### SELECTED EXTRACT
▼
- Born: Margarita Chillón Michelena 21 July 1917 Pachuca de Soto, Hidalgo, Mexico
- Died: 27 March 1998 (aged 80) Mexico City, Mexico
- Education: Universidad Nacional Autonoma de Mexico
- Occupations: Writer, journalist
- Spouse: Eduardo Cataño
- Children: Andrea Cataño Michelena Jesús Cataño Michelena
- Writing career
- Language: Spanish
- Period: XX^{th} century

= Margarita Michelena =

Mexican poet, literary critic, translator and journalist

Margarita Michelena (July 21, 1917 - March 27, 1998) was a Mexican poet, literary critic, translator, and journalist.

==Biography==
Her parents were Spaniards who had lived some time in France before coming to Mexico. She studied at the National Autonomous University of Mexico (UNAM) in Mexico City, in the Faculty of Philosophy and Letters. She began her literary career at the magazine América, and later was editor of El Libro y el Pueblo at the Secretariat of Public Education (until 1962). Later she was a political editorialist at the newspapers Novedades and Excélsior. At the same time she had a radio program dealing with lexicographical questions. In 1967 she became the head of the press office of the Secretariat of Tourism.
▲
### TASKS
1. According to the Margarita Michelena biography, at which magazine did she begin her literary career?
2. Reproduce the stretch of the Margarita Michelena biography from "Margarita Michelena (July" through "Secretariat of Tourism.".
3. Resume the Margarita Michelena biography from its last sentence and continue writing it.

### DATA EXTRACT
▼
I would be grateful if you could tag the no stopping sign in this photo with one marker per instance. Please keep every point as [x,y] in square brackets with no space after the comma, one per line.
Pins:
▲
### ANSWERS TO THE TASKS
1. América

2.
Margarita Michelena (July 21, 1917 - March 27, 1998) was a Mexican poet, literary critic, translator, and journalist.

==Biography==
Her parents were Spaniards who had lived some time in France before coming to Mexico. She studied at the National Autonomous University of Mexico (UNAM) in Mexico City, in the Faculty of Philosophy and Letters. She began her literary career at the magazine América, and later was editor of El Libro y el Pueblo at the Secretariat of Public Education (until 1962). Later she was a political editorialist at the newspapers Novedades and Excélsior. At the same time she had a radio program dealing with lexicographical questions. In 1967 she became the head of the press office of the Secretariat of Tourism.

3.
In 1980 she founded the newspaper Cotidiano, produced by and for women and presenting the news from a female point of view. She was the director of the newspaper.

Her poems were said to be striking, precise and rich in metaphor. They were widely anthologized.

==Works==
Hipótesis del vuelo (excerpt)

No combaten el pájaro y el viento.
El pájaro es la música
y el aire su hechizado instrumento.
Para saber por qué vuelan los pájaros
no hay que ver los sofismas de sus alas,
sino escuchar el río iluminado
que empieza en su garganta.
Las razones del vuelo son razones de música
y si el pájaro vuela, es sólo porque canta.^{}

Translation:

Hypothesis of Flight

They do not compete, the bird and the wind.
The bird is music
And the air its bewitched instrument.
To know why the birds fly
It is not necessary to see the sophisms of their wings,
Only to hear the illuminated river
That begins in its throat.
The reasons of the flight are reasons of music
And if the bird flies, it is solely because it sings.

Her published books include the following. All are books of poetry except as otherwise indicated.

- Paraíso y nostalgia (1945)
- Laurel del ángel (1948)
- Tres poemas y una nota autobiográgica (1953)
- La tristeza terrestre (1954)
- Notas en torno a la poesía mexicana contemporánea (criticism; 1959)
- Reunión de imágenes (poetic anthology; 1969)
- El país más allá de la niebla (1969)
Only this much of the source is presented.